Coordinate annotation entries:
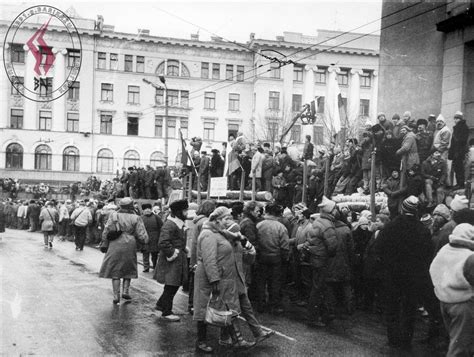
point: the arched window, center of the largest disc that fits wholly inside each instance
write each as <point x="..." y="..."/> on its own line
<point x="131" y="158"/>
<point x="172" y="68"/>
<point x="43" y="157"/>
<point x="14" y="158"/>
<point x="71" y="159"/>
<point x="105" y="161"/>
<point x="157" y="158"/>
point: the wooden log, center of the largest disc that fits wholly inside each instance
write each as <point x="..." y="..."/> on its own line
<point x="264" y="196"/>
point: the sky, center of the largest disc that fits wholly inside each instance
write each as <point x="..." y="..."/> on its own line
<point x="234" y="21"/>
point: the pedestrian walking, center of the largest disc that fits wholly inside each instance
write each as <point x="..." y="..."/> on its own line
<point x="120" y="260"/>
<point x="49" y="218"/>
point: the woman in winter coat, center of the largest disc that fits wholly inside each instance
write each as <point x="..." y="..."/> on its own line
<point x="216" y="275"/>
<point x="120" y="260"/>
<point x="49" y="219"/>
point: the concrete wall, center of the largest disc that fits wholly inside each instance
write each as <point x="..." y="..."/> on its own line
<point x="411" y="60"/>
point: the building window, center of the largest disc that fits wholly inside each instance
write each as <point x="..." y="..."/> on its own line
<point x="73" y="58"/>
<point x="173" y="98"/>
<point x="107" y="92"/>
<point x="171" y="122"/>
<point x="216" y="71"/>
<point x="140" y="64"/>
<point x="157" y="158"/>
<point x="209" y="129"/>
<point x="321" y="102"/>
<point x="17" y="54"/>
<point x="320" y="75"/>
<point x="159" y="96"/>
<point x="105" y="161"/>
<point x="234" y="102"/>
<point x="128" y="65"/>
<point x="159" y="127"/>
<point x="172" y="68"/>
<point x="205" y="70"/>
<point x="105" y="123"/>
<point x="45" y="120"/>
<point x="14" y="156"/>
<point x="43" y="157"/>
<point x="71" y="159"/>
<point x="46" y="87"/>
<point x="101" y="58"/>
<point x="240" y="73"/>
<point x="73" y="92"/>
<point x="274" y="101"/>
<point x="275" y="71"/>
<point x="114" y="62"/>
<point x="73" y="122"/>
<point x="364" y="107"/>
<point x="209" y="100"/>
<point x="365" y="80"/>
<point x="343" y="78"/>
<point x="132" y="125"/>
<point x="16" y="118"/>
<point x="185" y="99"/>
<point x="184" y="127"/>
<point x="296" y="133"/>
<point x="133" y="95"/>
<point x="131" y="158"/>
<point x="296" y="102"/>
<point x="298" y="74"/>
<point x="229" y="72"/>
<point x="18" y="85"/>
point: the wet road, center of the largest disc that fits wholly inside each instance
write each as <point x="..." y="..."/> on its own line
<point x="53" y="303"/>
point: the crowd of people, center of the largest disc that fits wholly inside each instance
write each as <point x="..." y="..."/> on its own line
<point x="330" y="261"/>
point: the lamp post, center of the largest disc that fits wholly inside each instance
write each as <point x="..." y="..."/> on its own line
<point x="165" y="121"/>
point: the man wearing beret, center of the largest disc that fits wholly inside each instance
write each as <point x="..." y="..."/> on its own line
<point x="172" y="267"/>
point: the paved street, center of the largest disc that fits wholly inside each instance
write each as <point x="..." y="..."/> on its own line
<point x="52" y="302"/>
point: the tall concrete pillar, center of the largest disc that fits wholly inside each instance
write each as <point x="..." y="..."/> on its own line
<point x="59" y="105"/>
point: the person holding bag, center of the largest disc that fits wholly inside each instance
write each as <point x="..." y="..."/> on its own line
<point x="122" y="230"/>
<point x="49" y="220"/>
<point x="216" y="278"/>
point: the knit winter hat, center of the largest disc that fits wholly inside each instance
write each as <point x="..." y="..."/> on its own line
<point x="410" y="206"/>
<point x="459" y="202"/>
<point x="463" y="234"/>
<point x="326" y="205"/>
<point x="443" y="211"/>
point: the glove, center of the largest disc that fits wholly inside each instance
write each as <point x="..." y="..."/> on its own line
<point x="174" y="256"/>
<point x="215" y="288"/>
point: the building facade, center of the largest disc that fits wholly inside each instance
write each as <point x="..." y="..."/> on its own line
<point x="115" y="113"/>
<point x="426" y="59"/>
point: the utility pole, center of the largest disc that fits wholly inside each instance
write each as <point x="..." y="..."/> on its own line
<point x="165" y="121"/>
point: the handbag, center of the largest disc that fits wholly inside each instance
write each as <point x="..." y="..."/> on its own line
<point x="218" y="313"/>
<point x="113" y="235"/>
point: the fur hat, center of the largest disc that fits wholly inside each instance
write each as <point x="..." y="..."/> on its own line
<point x="443" y="211"/>
<point x="410" y="206"/>
<point x="178" y="205"/>
<point x="327" y="205"/>
<point x="459" y="202"/>
<point x="463" y="234"/>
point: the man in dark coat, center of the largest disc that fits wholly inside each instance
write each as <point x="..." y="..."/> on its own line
<point x="405" y="250"/>
<point x="458" y="149"/>
<point x="172" y="267"/>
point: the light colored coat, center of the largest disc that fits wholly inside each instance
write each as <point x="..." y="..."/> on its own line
<point x="216" y="263"/>
<point x="120" y="261"/>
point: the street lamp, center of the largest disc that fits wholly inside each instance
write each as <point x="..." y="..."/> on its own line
<point x="165" y="122"/>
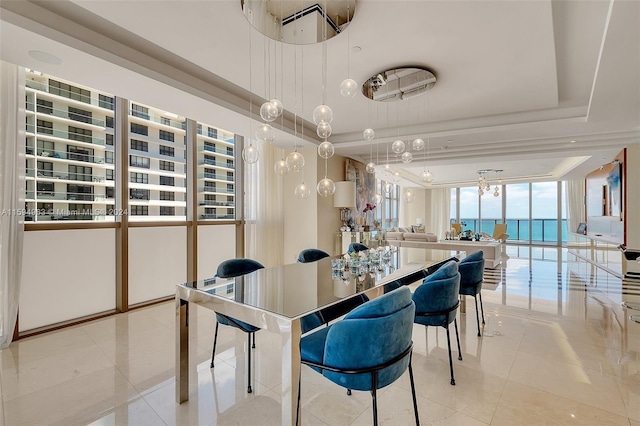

● **WHAT IS ASKED**: Gather every line from the entries above that contains the string "building", and treat uppercase and lowercase as different.

● **ANSWER FOR THE TASK**:
point: the building window, center of the largest disc that fits wholly inside each instance
point: the building facade, center of the largest disc that fits wholly inside each instance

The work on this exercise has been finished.